▸ WHAT YOU NEED TO DO: Start with the line containing "Return the outline of every instance of the dry" and write out each line through the end of the listing, exactly as given.

▸ RECORDS FOR PROCESSING:
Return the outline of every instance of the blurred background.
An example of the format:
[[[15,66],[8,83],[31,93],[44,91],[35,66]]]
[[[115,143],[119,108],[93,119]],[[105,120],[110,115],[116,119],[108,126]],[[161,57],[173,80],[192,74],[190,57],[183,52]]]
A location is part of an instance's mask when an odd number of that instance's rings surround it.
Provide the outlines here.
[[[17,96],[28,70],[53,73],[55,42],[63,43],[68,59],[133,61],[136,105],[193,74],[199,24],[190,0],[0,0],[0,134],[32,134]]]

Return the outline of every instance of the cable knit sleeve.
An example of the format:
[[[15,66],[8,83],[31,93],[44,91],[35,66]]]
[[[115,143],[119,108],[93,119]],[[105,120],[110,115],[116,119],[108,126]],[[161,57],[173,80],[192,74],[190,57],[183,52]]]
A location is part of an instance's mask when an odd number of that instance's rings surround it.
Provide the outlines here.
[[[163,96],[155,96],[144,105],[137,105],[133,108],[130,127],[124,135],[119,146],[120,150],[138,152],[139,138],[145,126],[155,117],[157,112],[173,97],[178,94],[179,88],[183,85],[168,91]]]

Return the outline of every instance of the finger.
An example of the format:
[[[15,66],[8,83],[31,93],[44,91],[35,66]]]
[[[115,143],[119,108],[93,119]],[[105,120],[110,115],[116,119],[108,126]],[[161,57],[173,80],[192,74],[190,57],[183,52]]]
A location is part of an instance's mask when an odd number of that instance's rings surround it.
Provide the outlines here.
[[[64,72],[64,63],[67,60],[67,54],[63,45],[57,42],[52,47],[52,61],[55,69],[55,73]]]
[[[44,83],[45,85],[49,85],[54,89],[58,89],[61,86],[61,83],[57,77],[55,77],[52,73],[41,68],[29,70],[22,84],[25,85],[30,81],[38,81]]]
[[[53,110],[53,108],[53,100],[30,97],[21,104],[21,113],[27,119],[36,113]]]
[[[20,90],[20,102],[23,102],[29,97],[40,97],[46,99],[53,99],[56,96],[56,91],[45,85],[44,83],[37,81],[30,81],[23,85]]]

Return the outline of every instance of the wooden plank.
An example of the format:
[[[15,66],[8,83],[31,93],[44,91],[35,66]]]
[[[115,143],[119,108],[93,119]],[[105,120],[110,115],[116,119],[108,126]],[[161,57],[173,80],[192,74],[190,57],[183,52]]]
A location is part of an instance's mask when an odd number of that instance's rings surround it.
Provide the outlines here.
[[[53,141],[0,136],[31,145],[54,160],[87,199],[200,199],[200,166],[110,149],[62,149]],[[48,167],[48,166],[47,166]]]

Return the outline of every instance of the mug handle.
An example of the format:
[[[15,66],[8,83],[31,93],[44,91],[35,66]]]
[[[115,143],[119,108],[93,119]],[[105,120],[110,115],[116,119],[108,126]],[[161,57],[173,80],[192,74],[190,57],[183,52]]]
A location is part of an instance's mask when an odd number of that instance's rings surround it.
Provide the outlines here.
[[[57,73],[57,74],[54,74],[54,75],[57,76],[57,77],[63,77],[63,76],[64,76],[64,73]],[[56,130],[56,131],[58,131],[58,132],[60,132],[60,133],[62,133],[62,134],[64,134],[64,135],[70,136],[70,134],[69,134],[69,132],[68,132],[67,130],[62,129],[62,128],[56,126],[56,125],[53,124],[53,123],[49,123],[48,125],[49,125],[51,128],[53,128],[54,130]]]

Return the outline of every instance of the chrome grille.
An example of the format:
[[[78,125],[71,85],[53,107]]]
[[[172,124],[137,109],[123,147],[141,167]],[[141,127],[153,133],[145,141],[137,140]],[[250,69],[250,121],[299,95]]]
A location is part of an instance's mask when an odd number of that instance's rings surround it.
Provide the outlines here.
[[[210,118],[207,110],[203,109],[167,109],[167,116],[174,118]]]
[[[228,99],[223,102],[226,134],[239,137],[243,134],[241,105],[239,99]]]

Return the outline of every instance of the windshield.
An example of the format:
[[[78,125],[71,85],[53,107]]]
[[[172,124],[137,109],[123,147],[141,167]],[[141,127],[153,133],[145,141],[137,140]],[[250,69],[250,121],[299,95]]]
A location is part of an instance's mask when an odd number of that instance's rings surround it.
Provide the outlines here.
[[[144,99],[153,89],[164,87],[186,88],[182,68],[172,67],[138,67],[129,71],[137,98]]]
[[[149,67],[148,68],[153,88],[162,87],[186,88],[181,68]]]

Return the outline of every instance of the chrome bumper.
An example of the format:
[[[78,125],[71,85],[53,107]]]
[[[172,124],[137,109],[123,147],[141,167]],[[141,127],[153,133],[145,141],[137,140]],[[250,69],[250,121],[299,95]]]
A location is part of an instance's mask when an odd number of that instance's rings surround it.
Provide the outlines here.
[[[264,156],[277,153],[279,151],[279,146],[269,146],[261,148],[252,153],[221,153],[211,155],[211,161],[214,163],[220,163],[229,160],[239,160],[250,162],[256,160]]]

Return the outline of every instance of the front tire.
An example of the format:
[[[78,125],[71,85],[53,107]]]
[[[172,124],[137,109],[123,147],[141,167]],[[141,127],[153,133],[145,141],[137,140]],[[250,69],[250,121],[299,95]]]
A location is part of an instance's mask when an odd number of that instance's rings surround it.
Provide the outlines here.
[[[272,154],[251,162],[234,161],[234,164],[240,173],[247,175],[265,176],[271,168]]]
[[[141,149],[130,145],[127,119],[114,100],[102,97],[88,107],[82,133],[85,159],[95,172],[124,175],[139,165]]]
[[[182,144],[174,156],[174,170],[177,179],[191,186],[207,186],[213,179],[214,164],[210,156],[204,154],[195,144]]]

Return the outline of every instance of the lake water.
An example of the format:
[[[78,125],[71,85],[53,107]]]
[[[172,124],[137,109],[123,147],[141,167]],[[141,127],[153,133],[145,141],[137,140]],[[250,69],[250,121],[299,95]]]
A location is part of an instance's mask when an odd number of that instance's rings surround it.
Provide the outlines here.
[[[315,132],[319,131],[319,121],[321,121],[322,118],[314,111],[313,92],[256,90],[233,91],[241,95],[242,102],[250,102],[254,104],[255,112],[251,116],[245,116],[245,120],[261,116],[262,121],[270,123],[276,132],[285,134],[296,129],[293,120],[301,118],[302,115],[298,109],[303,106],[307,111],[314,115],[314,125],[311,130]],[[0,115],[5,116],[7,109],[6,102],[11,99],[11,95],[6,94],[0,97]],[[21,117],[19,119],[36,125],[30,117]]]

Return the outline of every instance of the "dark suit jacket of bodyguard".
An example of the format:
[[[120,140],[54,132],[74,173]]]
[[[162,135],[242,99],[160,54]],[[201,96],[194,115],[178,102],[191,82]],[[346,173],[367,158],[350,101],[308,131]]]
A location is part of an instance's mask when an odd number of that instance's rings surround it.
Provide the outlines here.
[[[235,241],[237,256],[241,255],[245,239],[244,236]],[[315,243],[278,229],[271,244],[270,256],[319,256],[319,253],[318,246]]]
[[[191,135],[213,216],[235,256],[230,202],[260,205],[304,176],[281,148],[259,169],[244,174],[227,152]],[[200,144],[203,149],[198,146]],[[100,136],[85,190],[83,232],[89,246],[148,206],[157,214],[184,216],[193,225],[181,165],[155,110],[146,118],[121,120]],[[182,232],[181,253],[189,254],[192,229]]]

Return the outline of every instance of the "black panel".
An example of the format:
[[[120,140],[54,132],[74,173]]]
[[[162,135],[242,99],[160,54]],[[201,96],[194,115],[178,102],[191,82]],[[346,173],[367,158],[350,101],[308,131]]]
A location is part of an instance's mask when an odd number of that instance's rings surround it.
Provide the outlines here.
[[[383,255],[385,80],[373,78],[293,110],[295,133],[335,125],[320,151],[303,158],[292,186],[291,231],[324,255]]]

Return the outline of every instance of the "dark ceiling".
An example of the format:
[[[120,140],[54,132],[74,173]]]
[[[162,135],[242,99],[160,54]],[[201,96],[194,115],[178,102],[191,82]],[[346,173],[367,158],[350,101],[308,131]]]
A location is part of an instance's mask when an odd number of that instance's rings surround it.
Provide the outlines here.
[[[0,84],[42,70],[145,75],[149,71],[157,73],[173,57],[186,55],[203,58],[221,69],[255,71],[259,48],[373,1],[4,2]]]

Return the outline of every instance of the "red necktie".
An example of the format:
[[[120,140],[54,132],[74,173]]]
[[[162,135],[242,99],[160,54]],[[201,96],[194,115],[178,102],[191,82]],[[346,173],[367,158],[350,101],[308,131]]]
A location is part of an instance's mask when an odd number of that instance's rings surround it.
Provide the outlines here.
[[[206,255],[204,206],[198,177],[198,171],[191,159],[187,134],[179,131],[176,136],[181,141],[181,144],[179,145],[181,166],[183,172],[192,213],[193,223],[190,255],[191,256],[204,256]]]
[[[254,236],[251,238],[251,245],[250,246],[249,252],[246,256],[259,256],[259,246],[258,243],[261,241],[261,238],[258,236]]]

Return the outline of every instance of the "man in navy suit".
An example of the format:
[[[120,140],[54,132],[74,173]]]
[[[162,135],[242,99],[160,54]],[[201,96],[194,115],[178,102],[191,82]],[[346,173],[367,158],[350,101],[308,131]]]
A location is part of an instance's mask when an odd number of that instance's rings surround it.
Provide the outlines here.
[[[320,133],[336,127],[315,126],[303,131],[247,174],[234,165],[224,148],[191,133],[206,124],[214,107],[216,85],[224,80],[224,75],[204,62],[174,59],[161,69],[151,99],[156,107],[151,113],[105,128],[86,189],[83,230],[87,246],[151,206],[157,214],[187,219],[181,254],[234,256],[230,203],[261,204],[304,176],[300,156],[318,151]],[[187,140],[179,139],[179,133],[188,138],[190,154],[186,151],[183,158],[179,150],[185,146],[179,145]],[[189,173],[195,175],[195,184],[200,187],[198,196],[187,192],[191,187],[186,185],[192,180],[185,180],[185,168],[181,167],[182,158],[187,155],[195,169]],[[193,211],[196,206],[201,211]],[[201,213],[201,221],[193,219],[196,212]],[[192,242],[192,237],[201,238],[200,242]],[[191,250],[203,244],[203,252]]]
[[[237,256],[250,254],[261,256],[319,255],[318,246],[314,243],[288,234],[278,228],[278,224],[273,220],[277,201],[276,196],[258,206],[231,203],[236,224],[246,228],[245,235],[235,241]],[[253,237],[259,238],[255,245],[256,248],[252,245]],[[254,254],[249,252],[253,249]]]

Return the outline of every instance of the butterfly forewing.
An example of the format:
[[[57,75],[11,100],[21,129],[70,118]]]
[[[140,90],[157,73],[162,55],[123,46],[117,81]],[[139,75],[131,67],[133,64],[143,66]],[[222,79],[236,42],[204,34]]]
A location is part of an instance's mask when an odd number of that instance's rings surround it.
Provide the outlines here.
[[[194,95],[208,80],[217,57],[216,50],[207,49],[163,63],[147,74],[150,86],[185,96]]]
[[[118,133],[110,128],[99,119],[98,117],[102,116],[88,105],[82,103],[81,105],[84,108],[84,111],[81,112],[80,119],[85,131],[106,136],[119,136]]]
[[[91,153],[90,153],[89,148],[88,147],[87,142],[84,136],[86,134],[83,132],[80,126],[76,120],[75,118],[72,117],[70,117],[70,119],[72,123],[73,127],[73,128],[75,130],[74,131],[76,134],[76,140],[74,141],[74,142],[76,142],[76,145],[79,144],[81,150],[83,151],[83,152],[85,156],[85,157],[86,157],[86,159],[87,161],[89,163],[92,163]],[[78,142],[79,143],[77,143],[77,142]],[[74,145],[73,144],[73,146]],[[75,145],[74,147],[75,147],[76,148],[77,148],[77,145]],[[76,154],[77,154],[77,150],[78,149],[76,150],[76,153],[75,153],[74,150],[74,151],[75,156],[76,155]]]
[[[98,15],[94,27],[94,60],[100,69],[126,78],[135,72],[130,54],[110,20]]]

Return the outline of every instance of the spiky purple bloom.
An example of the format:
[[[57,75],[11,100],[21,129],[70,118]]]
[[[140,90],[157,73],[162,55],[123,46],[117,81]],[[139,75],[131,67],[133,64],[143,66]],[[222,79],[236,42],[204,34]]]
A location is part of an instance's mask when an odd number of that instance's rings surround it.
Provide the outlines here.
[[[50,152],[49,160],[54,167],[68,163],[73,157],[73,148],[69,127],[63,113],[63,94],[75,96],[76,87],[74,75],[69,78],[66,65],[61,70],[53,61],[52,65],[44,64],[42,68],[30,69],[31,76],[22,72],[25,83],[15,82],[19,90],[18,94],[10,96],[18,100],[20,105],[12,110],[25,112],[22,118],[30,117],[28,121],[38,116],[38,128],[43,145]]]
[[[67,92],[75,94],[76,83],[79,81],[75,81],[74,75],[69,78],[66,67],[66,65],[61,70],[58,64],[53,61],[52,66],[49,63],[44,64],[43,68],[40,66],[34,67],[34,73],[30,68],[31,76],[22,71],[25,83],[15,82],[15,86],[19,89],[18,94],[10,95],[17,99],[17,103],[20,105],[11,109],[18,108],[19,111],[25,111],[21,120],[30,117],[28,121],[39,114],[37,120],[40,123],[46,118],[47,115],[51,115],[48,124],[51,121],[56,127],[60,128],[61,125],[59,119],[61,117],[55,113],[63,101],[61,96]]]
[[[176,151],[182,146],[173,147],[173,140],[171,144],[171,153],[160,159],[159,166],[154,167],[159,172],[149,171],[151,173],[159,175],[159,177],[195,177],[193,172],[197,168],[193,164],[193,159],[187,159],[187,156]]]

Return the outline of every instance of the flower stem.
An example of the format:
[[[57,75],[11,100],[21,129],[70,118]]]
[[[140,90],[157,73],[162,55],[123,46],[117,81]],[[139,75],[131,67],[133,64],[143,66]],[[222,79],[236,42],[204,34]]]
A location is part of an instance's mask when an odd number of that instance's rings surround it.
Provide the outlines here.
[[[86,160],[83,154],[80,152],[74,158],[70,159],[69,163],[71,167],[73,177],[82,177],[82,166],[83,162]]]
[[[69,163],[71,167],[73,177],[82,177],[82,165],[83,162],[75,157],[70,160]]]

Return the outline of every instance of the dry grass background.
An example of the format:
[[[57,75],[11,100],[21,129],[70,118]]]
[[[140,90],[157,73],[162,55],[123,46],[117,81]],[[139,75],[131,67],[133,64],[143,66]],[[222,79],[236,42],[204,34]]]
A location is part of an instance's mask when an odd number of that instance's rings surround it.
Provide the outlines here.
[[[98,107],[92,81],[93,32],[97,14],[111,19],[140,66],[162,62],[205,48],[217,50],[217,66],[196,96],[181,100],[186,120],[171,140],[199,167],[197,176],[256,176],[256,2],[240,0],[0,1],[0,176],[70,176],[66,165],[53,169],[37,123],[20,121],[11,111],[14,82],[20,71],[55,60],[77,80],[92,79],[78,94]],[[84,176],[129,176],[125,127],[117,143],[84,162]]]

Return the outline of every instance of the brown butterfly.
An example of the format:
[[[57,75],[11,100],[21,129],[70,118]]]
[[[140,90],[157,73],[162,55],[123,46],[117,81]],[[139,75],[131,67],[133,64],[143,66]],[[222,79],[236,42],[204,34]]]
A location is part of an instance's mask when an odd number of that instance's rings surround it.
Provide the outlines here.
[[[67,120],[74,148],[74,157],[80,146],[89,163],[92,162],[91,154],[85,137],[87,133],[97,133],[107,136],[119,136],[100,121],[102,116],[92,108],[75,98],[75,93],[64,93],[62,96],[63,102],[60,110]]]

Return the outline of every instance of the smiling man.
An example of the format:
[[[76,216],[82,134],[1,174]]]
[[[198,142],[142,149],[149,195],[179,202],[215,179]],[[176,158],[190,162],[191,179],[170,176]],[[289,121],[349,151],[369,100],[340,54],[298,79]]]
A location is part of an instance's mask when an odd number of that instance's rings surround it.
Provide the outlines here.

▸ ANSWER TO THE PROBLEM:
Return the outline of every instance of the dry grass background.
An example of the format:
[[[57,75],[11,100],[21,129],[70,118]]]
[[[140,90],[157,73],[162,55],[123,46],[117,81]],[[139,75],[131,67],[133,64],[143,66]],[[222,79],[236,42],[204,34]]]
A location is part of an instance's mask when an odd number of that instance's rings surround it.
Provide the outlines here.
[[[98,107],[92,81],[93,32],[97,14],[111,19],[140,66],[162,62],[205,48],[217,50],[217,66],[196,96],[181,100],[186,120],[171,140],[199,167],[197,176],[256,176],[256,2],[240,0],[0,1],[0,176],[70,176],[66,165],[53,169],[37,123],[20,121],[11,111],[14,82],[20,71],[55,60],[77,80],[92,79],[78,94]],[[84,176],[129,176],[125,127],[117,143],[84,162]]]

Return the outline of every instance of the brown butterfly.
An example of the format:
[[[57,75],[11,100],[21,129],[70,118]]]
[[[140,90],[157,73],[162,55],[123,46],[117,81]],[[139,75],[131,67],[133,64],[143,66]],[[222,79],[236,42],[204,34]]]
A location is part of an instance's mask when an odd number of that instance's rings surround it.
Provide the outlines here.
[[[67,120],[74,148],[74,157],[80,146],[89,163],[92,162],[91,154],[85,137],[87,133],[97,133],[107,136],[119,136],[100,121],[102,116],[92,108],[75,98],[75,93],[64,93],[62,96],[63,102],[60,110]]]

Return the outline of every instance of the smiling man.
An example of the format:
[[[76,216],[82,134],[1,174]]]
[[[198,142],[142,149],[149,195],[179,202],[215,179]],[[176,158],[190,162],[191,179],[170,176]],[[289,121],[349,151],[369,100],[340,54],[298,79]]]
A location is part of an instance's mask when an odd number of that instance's rings surround it.
Provide the outlines here.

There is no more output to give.